**RECORDED DATA**
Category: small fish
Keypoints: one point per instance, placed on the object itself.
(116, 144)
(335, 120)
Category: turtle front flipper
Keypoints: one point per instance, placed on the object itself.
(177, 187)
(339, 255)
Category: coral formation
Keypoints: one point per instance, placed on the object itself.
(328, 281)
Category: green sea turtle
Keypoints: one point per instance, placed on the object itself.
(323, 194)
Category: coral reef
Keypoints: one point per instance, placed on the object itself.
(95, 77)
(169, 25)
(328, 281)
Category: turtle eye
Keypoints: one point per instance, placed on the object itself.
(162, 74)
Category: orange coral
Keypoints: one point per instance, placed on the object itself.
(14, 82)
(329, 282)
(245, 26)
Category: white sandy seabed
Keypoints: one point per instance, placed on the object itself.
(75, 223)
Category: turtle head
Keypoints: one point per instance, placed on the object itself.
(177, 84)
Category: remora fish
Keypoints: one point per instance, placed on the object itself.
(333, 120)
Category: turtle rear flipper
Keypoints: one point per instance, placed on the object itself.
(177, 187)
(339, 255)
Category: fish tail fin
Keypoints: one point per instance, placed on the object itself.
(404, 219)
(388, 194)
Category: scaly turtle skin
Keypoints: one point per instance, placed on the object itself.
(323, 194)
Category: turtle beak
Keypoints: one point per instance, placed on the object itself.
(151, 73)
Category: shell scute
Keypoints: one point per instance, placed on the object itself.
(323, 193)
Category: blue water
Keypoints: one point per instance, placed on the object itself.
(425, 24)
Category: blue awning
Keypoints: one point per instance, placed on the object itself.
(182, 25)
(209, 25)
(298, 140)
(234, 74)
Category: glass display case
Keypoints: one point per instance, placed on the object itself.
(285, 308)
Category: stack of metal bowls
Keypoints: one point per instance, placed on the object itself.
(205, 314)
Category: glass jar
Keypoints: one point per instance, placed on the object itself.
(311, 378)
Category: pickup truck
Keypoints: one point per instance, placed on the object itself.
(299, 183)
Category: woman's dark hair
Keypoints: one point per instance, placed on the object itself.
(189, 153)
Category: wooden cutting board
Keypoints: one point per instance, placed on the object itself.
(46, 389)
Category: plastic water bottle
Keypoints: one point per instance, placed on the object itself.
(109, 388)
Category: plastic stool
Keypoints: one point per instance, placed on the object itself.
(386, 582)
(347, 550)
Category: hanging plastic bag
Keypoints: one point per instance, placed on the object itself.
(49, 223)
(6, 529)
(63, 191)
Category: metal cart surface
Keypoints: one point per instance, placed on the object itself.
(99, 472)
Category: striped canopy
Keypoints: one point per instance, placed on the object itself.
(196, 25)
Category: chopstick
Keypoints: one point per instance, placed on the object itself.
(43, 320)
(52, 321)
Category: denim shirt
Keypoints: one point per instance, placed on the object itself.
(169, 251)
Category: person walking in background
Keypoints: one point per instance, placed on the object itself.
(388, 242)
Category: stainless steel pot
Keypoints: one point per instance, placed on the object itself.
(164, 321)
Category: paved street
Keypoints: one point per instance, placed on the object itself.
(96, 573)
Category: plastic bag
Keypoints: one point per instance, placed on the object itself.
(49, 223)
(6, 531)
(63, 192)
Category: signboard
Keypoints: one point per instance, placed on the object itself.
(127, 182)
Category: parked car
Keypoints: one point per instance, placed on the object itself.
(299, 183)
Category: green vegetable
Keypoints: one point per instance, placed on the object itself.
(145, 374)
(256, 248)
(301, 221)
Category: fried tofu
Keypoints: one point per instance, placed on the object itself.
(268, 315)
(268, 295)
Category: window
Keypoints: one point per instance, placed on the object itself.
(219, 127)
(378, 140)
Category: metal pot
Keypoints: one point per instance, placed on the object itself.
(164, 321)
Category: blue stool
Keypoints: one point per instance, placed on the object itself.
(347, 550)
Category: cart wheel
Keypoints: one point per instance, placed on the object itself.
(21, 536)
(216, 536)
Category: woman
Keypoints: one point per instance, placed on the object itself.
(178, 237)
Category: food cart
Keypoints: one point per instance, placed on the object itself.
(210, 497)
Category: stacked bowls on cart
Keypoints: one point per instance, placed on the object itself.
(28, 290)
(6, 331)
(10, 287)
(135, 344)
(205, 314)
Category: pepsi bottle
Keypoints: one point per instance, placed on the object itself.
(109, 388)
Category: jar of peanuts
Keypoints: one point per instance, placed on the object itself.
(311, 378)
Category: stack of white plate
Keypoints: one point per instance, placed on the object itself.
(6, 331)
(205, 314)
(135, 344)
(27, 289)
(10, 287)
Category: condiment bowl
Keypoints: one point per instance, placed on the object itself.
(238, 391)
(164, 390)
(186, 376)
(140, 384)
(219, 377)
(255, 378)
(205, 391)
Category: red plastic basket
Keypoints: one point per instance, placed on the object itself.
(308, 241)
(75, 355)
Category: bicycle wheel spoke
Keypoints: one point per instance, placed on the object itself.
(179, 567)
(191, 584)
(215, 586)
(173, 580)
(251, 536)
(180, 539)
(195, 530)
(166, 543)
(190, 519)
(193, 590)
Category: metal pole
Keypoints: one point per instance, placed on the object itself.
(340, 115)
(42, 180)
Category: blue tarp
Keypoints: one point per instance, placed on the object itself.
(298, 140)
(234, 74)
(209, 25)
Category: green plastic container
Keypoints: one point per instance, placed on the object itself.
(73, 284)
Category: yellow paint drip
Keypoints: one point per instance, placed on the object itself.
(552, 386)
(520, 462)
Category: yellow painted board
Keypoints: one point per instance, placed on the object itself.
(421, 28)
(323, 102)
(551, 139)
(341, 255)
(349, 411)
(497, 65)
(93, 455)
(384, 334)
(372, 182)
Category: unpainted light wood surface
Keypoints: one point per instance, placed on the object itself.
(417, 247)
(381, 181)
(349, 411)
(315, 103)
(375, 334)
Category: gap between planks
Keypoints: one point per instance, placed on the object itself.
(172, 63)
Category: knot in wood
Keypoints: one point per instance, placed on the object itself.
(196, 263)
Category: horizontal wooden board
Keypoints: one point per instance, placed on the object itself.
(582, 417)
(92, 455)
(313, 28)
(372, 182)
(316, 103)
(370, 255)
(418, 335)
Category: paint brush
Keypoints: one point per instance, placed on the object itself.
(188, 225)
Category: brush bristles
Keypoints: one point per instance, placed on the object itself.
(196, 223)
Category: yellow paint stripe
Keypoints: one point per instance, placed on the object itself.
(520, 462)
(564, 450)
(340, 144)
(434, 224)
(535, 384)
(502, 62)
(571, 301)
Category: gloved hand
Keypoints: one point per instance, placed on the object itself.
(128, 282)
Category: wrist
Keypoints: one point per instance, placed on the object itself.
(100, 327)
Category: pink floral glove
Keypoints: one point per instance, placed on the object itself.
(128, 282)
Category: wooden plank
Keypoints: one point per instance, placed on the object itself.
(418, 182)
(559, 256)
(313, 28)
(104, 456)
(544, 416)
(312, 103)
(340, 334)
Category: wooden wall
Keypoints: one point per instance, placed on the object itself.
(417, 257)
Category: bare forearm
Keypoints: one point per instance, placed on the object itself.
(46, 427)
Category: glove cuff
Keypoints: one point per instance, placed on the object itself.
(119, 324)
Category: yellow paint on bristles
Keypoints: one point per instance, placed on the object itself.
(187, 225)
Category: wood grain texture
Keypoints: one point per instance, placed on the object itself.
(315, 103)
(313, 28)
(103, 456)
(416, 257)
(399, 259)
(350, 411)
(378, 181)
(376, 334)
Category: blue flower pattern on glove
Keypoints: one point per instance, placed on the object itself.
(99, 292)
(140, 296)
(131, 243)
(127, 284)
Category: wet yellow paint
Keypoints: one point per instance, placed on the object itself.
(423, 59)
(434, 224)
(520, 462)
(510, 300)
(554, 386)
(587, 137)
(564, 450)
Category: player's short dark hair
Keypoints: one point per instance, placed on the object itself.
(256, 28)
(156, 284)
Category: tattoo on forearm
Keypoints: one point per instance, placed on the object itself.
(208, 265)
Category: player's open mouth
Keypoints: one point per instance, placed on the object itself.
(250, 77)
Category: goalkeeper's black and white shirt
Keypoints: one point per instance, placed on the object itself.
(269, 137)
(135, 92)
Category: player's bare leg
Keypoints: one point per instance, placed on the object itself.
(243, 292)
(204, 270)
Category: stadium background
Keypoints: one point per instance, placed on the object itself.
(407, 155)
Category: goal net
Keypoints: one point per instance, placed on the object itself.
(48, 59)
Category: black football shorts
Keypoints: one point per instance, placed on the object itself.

**EXERCISE TASK**
Starting at the line that contains "Category: glove cuff", quote each remaining line of the entries above, unchanged.

**EXERCISE OUTPUT**
Category: glove cuff
Keypoints: one point per instance, placed on the object itself.
(119, 324)
Category: yellow paint on bristles
Keypoints: one point per instance, placed on the object itself.
(187, 225)
Category: wood grain texture
Keypoints: one point per instance, placed on the object itself.
(315, 103)
(313, 28)
(103, 456)
(416, 257)
(399, 259)
(350, 411)
(378, 181)
(376, 334)
Category: blue flower pattern on glove
Keypoints: one point per instance, placed on the object itself.
(99, 292)
(140, 296)
(131, 243)
(127, 284)
Category: wet yellow paint
Keypoints: one point per instance, placed on the object itself.
(423, 59)
(434, 224)
(520, 462)
(510, 300)
(554, 386)
(587, 137)
(564, 450)
Category: player's short dark hair
Keypoints: one point per instance, placed on the object itself.
(256, 28)
(156, 284)
Category: tattoo on forearm
Keypoints: one point per instance, placed on the object itself.
(208, 265)
Category: player's open mouth
Keypoints: one point per instance, placed on the object itself.
(250, 77)
Category: goalkeeper's black and white shirt
Keypoints: one point per instance, placed on the object itself.
(269, 137)
(135, 92)
Category: player's bare leg
Keypoints: one point per instance, placed on the object itself.
(243, 292)
(204, 270)
Category: stadium background
Keypoints: one point per instance, placed on the object itself.
(407, 155)
Category: goal net
Keypoints: one point per instance, placed on the object itself.
(48, 59)
Category: black football shorts
Keypoints: one point per instance, placed on the object itself.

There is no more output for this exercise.